Aim – Collect every line in the records below that contains the string "answer", and copy each of those lines in full.

Collection entries:
------------------------
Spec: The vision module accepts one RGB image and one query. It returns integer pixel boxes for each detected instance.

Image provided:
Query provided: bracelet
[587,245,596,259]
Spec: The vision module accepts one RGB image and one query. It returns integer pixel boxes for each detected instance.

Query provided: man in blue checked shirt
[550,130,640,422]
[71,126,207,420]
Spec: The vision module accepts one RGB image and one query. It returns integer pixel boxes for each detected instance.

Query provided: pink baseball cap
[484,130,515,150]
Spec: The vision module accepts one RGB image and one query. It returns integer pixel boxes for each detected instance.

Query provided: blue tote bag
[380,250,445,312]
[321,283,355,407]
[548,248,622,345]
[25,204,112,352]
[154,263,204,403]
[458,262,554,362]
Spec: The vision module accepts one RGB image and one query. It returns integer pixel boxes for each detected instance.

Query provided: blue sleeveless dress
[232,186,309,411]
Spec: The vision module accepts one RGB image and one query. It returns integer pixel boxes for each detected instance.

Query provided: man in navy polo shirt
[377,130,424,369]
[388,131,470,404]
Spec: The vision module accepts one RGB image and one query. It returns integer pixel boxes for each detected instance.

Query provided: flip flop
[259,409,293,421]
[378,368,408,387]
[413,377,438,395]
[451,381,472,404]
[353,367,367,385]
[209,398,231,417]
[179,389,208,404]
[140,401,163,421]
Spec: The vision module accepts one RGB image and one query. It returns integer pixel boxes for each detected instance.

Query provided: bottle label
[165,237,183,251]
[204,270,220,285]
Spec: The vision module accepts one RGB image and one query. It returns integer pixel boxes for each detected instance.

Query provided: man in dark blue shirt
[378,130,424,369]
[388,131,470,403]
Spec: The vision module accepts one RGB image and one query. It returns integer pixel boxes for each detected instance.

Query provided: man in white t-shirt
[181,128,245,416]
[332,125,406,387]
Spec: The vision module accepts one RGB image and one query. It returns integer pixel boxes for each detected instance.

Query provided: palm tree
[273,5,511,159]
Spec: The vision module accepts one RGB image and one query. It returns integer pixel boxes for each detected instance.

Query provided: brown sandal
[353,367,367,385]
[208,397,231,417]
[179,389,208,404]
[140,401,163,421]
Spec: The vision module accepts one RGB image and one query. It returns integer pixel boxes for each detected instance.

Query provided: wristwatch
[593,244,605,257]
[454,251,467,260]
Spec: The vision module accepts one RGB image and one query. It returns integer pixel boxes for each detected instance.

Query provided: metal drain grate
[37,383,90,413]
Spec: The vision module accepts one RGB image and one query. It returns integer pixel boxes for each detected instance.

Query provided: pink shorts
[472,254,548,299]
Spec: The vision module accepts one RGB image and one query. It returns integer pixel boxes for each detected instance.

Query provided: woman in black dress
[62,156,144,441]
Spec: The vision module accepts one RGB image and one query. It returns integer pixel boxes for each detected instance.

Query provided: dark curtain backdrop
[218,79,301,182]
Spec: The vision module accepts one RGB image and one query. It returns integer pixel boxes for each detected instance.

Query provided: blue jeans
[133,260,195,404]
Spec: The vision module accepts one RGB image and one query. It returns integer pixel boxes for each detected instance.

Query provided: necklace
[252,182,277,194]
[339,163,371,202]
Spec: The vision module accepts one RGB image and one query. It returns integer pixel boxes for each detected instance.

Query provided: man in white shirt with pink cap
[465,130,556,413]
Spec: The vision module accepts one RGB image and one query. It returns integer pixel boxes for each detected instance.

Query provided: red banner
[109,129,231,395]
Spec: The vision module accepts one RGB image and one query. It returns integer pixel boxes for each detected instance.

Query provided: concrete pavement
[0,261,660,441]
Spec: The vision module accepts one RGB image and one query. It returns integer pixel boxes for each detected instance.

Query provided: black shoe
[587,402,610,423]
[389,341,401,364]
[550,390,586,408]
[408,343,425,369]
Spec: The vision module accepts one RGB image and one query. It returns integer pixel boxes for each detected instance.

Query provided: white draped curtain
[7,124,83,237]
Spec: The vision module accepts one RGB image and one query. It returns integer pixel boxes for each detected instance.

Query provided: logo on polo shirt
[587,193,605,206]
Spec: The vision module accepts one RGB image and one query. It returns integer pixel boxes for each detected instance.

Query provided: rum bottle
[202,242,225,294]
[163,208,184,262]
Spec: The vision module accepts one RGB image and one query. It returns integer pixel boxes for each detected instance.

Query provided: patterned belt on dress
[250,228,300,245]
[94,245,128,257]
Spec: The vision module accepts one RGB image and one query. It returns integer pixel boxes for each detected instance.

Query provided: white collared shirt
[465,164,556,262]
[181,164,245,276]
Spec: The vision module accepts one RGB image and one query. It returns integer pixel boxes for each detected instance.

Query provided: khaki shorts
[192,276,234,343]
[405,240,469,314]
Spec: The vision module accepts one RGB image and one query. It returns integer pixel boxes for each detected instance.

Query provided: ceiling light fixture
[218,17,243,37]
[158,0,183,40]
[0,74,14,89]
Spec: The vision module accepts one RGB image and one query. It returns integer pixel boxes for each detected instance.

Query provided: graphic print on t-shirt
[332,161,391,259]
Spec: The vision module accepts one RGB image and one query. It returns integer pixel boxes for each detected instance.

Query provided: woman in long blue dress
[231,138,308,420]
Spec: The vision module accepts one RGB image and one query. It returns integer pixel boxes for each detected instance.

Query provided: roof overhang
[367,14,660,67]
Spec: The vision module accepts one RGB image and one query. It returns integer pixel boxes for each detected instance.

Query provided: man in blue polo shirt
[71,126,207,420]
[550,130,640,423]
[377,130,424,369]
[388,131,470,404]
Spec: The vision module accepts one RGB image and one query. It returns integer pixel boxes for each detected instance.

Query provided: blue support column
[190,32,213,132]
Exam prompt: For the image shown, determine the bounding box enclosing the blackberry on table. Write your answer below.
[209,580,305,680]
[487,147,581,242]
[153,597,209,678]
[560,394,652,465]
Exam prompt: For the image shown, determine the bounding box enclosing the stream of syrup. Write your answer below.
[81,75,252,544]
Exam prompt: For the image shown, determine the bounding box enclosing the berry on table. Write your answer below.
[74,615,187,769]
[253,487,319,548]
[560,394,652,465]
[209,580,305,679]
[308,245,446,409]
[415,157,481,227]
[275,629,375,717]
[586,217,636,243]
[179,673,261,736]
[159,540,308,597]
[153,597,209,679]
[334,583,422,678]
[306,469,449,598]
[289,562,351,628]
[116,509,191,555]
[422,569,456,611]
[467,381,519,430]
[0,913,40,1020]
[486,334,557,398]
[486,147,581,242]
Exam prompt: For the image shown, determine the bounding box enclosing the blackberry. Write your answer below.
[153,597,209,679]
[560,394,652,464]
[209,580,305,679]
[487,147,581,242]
------------------------
Response –
Exam prompt: For the image shown, determine the bounding box enclosing the blackberry on table. Write your answer below.
Exam prompt: For the image shown, determine the bounding box enclosing the stream of syrup. Write your answer below.
Exam prompt: For the image shown, determine the bounding box enclosing the berry on table. Write your answer below.
Exam prompt: For the image shown, determine the bounding box enclosing the blackberry. Write your answer below.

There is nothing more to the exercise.